-- start of Provided records --

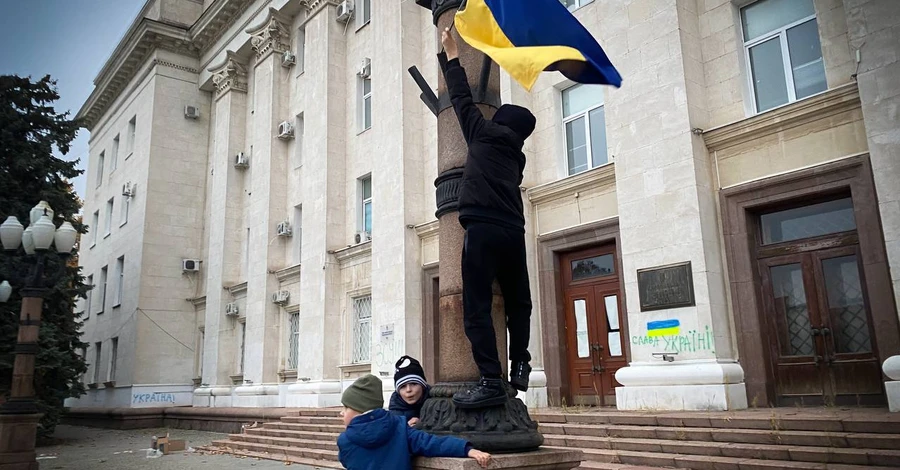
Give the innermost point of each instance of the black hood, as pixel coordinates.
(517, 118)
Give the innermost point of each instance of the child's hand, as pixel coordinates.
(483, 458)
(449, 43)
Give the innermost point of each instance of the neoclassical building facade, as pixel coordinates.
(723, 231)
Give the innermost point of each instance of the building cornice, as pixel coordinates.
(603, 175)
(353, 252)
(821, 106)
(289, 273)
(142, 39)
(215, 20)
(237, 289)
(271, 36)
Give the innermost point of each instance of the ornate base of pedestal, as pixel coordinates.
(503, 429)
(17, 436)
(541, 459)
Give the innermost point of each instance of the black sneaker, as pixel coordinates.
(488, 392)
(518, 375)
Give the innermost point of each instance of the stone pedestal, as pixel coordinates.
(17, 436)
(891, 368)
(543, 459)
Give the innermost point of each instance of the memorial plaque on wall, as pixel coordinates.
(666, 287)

-- end of Provided records --
-- start of Provided records --

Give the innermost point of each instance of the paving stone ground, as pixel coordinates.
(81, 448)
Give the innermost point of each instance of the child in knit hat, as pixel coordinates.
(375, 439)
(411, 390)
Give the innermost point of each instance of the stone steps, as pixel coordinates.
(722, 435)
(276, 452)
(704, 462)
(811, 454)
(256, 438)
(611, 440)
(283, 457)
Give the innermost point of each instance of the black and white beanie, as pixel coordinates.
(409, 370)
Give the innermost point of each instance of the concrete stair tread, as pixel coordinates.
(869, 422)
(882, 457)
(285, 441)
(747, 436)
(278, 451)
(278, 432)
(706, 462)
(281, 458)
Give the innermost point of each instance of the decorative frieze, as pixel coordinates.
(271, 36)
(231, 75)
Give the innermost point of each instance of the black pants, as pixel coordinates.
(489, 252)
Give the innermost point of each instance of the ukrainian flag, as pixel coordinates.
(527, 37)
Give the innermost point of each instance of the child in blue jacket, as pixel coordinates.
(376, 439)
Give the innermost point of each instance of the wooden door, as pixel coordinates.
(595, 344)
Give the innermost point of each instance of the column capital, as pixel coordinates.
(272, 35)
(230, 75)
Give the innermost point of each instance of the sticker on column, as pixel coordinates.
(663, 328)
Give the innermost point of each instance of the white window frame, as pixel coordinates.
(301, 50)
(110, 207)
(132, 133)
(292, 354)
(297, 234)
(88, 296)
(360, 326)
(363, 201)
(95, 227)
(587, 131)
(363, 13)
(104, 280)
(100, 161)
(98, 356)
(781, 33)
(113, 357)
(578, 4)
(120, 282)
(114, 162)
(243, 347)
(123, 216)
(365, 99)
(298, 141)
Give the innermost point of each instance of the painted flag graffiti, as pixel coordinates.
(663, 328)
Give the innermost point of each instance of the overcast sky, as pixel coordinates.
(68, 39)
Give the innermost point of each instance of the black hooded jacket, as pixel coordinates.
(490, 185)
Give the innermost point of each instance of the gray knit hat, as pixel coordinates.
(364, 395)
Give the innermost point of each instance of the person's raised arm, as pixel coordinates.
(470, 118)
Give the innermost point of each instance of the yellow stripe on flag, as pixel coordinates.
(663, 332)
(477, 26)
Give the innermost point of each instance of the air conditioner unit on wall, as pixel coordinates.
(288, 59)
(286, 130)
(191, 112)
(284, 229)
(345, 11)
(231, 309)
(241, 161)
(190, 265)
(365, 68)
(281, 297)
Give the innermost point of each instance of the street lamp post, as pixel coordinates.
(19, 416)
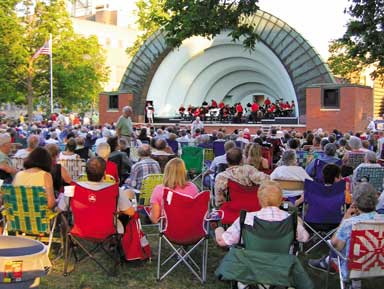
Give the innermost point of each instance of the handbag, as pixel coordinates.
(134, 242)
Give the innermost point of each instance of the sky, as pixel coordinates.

-- end of Provided records --

Exercise aim: Tally the lines in the listing above that contain the word "building", treating case as significant, and give only the number.

Result for this exercise: 2